Huge structural fund investment has been made in a number of key strategic sectors in the Scottish economy, such as the life sciences sector. However, key economic sectors such as the construction industry are not necessarily target sectors for growing small to medium enterprises, although they are fundamental to growing the economy, jobs growth and supporting major infrastructure. Many of the activities to do with the key infrastructure for research and development and innovation that we have supported and are looking to support—such support is all about the Lisbon goals—depend on a dynamic and vibrant construction sector, but that sector is currently in serious straits. It is important to consider how we respond to that and bring forward key developments that will keep that sector going. The response will clearly impact on skills in the construction sector, for example. It is important that we do not consider a short-term response; rather, we must look ahead to position the economy. People must have the key skills to take us out of the current situation. The Scottish Government has made a number of key strategic responses to skills needs, which will come forward at a special monitoring committee meeting on the fast-track procedure in May.
Partnership working has been and continues to be one of the fundamental principles in structural funds work. It is essential that collaboration continues. That approach has always been promoted in structural funds work, and it will continue to be important in the programmes. For example, with respect to ERDF priority 3, on urban regeneration, there has been significant investment in community planning partnerships to deal with urban regeneration issues, particularly employability issues and supporting complementary infrastructure developments such as incubator space and job brokerage schemes. Some £54 million has already been invested in the 13 CPP areas, to which we look to deliver.
There are also significant collaborations in life sciences work, which is key. There are key life sciences centres in Glasgow, Dundee and Edinburgh, but we have a Scottish life sciences centre, as opposed to a Dundee, Edinburgh or Glasgow centre. That centre must function as a Scottish centre to be an international centre of excellence. Encouraging developments are taking place involving collaboration between the medical schools and research institutes.
As I have said, the programmes were designed to be fairly restrictive for good reasons. However, it is important to say that we are seeking to make several changes to at least two of the ERDF programme priorities—those on urban regeneration and rural development, which are particularly restrictive. The level of interest in and activity on those priorities has been less than we anticipated, and there is now an opportunity, if not a need, to increase flexibility and relax some of the tight constrictions that have applied. The Commission has been helpful and accommodating in making progress on that. Proposals have gone before the monitoring committee and I believe that significant developments will take place.

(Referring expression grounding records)

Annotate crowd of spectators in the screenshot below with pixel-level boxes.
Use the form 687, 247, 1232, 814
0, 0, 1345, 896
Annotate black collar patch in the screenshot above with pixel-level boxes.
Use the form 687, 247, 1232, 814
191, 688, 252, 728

---

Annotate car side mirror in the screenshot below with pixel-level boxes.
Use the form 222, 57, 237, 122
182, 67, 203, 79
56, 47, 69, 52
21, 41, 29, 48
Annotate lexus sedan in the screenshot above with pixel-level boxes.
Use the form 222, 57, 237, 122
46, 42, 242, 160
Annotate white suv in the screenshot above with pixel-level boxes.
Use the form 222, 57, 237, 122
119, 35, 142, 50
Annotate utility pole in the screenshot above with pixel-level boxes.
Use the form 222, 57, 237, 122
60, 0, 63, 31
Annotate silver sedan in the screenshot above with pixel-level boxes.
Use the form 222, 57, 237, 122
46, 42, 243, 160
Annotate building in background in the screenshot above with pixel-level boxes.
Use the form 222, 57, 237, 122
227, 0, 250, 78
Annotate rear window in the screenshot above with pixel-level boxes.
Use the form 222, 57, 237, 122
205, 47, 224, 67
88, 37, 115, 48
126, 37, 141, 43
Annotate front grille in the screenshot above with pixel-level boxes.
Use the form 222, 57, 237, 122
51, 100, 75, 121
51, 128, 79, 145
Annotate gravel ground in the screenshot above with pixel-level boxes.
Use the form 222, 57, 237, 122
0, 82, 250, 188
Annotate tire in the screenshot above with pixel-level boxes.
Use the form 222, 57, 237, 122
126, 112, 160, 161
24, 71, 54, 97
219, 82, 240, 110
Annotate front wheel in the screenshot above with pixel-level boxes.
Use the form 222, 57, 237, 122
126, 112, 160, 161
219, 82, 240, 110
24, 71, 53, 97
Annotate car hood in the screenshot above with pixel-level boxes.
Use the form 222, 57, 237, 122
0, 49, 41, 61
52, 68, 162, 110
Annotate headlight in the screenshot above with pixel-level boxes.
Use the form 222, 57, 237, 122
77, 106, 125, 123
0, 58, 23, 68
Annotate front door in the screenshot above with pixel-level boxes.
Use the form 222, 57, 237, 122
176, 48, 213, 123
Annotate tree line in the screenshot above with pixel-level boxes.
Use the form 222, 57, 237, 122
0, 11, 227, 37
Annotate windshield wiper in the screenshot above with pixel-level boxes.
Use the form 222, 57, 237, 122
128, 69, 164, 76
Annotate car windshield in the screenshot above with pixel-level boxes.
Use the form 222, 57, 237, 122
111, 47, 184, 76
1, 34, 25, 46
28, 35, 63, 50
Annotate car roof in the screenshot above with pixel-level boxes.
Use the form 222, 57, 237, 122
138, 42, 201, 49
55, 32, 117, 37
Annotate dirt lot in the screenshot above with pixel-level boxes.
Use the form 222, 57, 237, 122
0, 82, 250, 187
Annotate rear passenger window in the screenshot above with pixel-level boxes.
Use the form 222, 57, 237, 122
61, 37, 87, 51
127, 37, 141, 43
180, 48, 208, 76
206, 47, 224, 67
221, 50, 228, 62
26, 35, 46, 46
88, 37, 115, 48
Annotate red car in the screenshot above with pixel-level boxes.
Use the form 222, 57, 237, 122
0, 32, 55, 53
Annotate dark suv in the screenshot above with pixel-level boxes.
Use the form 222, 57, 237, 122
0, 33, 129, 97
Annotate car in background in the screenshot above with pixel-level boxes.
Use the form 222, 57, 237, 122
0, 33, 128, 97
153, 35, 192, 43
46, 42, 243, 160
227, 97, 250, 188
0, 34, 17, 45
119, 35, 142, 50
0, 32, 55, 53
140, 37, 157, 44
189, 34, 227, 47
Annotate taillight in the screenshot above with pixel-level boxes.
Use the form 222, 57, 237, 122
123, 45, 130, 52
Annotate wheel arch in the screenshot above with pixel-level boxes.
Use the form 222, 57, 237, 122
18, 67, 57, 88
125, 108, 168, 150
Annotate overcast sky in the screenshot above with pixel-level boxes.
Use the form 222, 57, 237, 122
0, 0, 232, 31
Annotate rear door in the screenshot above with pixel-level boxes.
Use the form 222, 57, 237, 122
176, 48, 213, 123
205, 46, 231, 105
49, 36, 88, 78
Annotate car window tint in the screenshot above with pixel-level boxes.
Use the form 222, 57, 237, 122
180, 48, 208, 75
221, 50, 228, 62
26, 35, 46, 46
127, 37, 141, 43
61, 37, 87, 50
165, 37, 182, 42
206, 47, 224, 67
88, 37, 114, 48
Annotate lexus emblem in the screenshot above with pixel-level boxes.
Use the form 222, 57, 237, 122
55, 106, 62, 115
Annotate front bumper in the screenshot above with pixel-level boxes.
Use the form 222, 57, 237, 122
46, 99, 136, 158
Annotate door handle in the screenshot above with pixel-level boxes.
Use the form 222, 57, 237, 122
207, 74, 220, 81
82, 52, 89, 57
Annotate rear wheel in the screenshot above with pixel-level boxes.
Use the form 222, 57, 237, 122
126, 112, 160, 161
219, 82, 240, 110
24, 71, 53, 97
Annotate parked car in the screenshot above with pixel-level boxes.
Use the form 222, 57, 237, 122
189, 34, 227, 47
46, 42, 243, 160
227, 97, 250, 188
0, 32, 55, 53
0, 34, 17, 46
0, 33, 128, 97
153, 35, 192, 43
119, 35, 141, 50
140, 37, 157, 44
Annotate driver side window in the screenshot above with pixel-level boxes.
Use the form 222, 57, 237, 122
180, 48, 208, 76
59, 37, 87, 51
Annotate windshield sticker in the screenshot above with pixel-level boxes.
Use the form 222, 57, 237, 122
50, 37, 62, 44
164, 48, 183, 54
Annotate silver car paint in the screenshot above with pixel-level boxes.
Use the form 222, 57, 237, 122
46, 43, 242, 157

• [WHAT YOU WILL DO]:
1. In the text on structural funds, reproduce the passage between "There are also" and "and research institutes.", inclusive, replacing "life sciences" with "biomedical sciences".
2. Continue the remarks on structural funds from the point where they end.
These records were taken from a separate source.

• [REPLIES]:
1.
There are also significant collaborations in biomedical sciences work, which is key. There are key biomedical sciences centres in Glasgow, Dundee and Edinburgh, but we have a Scottish biomedical sciences centre, as opposed to a Dundee, Edinburgh or Glasgow centre. That centre must function as a Scottish centre to be an international centre of excellence. Encouraging developments are taking place involving collaboration between the medical schools and research institutes.

2.
Another reason for changing the scope of eligible activity under priority 3, which is urban regeneration, is to position that priority for the possible development of a JESSICA—joint European support for sustainable investment in city areas—fund. Sorry, that is a rather long acronym. The Scottish Government and the monitoring committee consider that that is a particularly important new mechanism, as it is a revolving fund, rather than one that simply gives grant aid to urban regeneration. JESSICA can invest in large-scale infrastructure in urban regeneration areas in a way that is not possible under the priority as it is currently drawn, and it also brings with it key investment expertise from the European Investment Bank. We could put together a significant fund value and consider investing in significant development opportunities in regeneration areas such as the Clyde gateway, Ravenscraig and Dundee waterfront. That is being progressed rapidly. This afternoon, we will interview consultants to carry out a major feasibility study, the findings of which will go before a special meeting of the monitoring committee in May.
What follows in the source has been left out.